▸ **What the task requires**
Pick up the piece on soulmates and "the one" below where it stops, and keep writing it without touching the items that follow it.

▸ **Text excerpt**
-.-.-

What if you never marry—does that mean your soulmate is out there somewhere, unclaimed?
And if someone marries the “wrong” person, does that make their spouse nobody’s soulmate? Shouldn’t soulmates be each other’s?

Here’s where I’ve landed (for now): I still believe in “the one”, but not the way movies write it. I think “the one” is the person you can build oneness with: someone whose values align with yours, who chooses you back, and with whom you can grow through the regular, non-cinematic parts of life. Not a magical, perfect fit, but a purposeful, faithful fit.

From a Christian angle, this helped me breathe: God already knows who I’ll end up with, He’s all-knowing. That doesn’t mean there’s only one possible person roaming the earth with my name on their forehead. It means that within His will, when two people choose each other and choose covenant, God can bless that union and make it “the one.” In other words, my soulmate isn’t just found; they’re also formed—through daily yeses, forgiveness, shared purpose, and commitment.

That also means I don’t have to live scared that I’ll “miss” God’s plan like a bus I didn’t run fast enough to catch. If I take a wrong turn, He knows the route better than I do. He can reroute. He can redeem. He’s not fragile, and neither is His ability to write a good story with less-than-perfect humans.

Do I still love the romance of believing there’s someone out there who gets me in a way no one else does? Absolutely. But I’m learning to test that feeling with real questions:
— Do we want the same kind of life, not just the same kind of wedding?
— Can we disagree without destroying each other?
— Do we both tell the truth, keep promises, and come back to the table when it’s hard?

-.-.-

▸ **Given records**
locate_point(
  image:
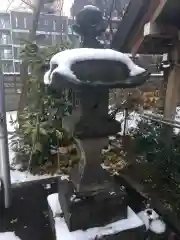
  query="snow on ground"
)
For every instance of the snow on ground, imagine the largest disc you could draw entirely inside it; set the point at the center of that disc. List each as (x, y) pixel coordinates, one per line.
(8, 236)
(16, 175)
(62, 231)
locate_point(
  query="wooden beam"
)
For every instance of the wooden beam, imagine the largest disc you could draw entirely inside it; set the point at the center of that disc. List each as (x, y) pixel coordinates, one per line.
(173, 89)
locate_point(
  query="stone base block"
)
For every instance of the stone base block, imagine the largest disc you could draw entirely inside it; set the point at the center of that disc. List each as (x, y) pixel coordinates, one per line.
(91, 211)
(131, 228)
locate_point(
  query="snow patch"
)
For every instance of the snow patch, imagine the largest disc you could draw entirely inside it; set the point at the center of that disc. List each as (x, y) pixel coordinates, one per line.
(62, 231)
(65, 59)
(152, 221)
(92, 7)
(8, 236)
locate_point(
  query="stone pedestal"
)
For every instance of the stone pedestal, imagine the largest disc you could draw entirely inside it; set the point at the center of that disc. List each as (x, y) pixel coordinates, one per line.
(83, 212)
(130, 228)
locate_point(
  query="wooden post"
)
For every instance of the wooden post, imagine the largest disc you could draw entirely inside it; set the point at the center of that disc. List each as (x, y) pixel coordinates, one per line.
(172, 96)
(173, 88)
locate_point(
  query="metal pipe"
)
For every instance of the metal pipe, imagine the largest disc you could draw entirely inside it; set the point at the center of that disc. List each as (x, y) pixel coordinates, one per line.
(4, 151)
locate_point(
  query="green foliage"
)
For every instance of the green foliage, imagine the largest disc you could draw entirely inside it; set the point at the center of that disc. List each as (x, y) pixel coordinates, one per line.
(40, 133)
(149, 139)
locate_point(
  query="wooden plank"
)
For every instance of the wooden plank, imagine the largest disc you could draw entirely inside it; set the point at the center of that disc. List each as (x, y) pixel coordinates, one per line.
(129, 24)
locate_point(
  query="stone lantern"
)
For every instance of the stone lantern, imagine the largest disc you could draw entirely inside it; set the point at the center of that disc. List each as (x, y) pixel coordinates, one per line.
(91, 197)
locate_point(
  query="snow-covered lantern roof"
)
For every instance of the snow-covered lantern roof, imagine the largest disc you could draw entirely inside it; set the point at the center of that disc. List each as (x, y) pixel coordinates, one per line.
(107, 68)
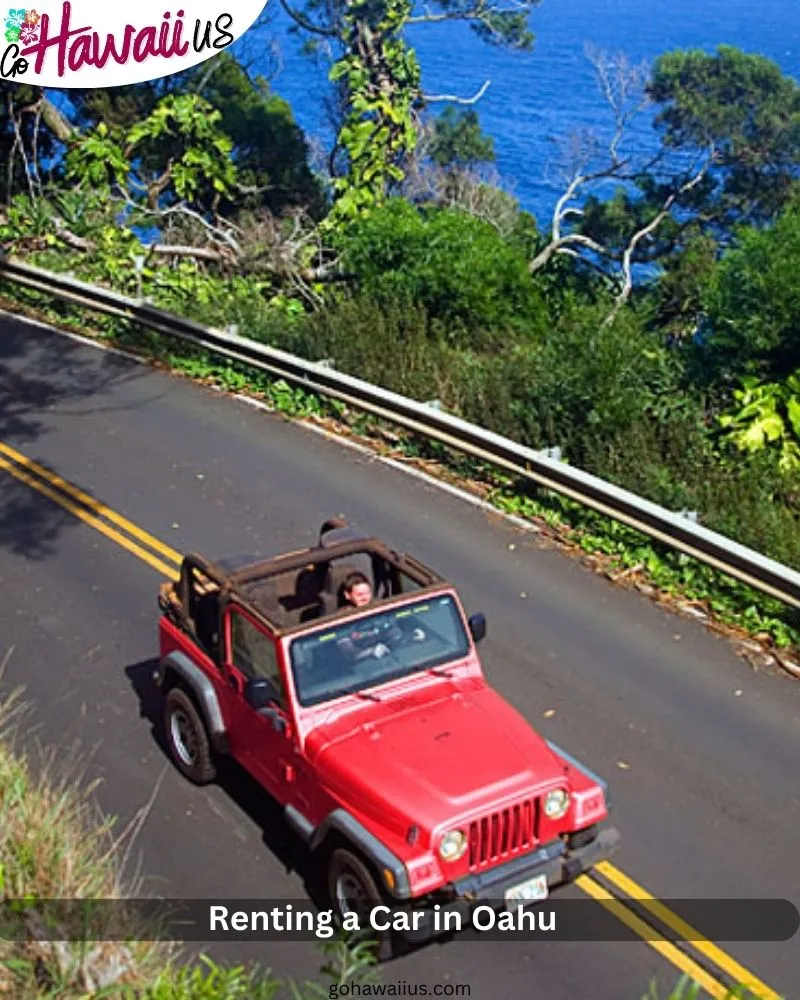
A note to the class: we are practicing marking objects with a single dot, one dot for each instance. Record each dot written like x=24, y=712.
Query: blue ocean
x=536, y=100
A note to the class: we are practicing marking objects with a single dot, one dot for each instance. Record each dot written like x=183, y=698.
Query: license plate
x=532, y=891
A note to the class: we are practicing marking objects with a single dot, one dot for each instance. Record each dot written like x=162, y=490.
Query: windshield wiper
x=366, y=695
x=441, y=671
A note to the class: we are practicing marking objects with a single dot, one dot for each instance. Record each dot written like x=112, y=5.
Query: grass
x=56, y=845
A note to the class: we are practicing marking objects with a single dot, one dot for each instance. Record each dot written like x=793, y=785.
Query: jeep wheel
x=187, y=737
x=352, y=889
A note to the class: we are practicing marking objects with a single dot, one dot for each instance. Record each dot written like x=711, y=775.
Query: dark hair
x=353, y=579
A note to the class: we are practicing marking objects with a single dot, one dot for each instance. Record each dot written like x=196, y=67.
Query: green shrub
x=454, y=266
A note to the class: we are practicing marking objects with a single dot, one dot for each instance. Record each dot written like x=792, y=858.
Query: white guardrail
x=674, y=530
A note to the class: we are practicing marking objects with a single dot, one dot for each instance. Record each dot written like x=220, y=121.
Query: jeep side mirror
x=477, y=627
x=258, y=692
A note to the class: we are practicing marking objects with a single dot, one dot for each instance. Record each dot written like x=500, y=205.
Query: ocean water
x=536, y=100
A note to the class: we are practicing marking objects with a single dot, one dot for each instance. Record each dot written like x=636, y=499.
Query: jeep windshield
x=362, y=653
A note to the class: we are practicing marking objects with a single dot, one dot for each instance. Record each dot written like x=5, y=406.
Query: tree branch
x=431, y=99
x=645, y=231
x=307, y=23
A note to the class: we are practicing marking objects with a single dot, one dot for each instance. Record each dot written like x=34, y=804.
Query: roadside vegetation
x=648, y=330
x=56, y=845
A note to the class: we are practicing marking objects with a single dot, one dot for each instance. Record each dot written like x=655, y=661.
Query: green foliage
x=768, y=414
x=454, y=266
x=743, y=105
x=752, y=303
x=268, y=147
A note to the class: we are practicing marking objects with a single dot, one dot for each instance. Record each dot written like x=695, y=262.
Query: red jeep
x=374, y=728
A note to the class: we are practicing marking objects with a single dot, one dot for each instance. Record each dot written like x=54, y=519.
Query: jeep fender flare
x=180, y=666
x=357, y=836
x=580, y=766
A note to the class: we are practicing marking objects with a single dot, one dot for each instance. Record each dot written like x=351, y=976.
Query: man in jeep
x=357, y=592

-.-.-

▸ **Task output**
— Do our faith, character, and rhythms of life support the love we say we want?

Because chemistry will start a fire, but character keeps the house warm.

And what about the hard realities—breakups, divorces, years of singleness? This is where my old idea of soulmates felt too brittle. Life is complicated. People change. Hearts heal. Sometimes the person you thought was “it” was only your person for a season. That doesn’t make your story a failure; it means you’re human. And when love does show up, it won’t feel like you missed it; it will feel like it was always meant to arrive when it did.

So are soulmates real? I think so, just not as destiny you might fumble, but as destiny you build. For me, a soulmate is the person I choose within God’s will, who chooses me back, again and again. It’s discovery and decision. It’s prayer, wisdom, laughter, repentance, and showing up in the ordinary Tuesdays.

Maybe the question isn’t “Is there only one person for me?”
Maybe it’s “Who can I become one with—before God and with His help?”

That’s the love I believe in: not fragile, not fatalistic—just faithful.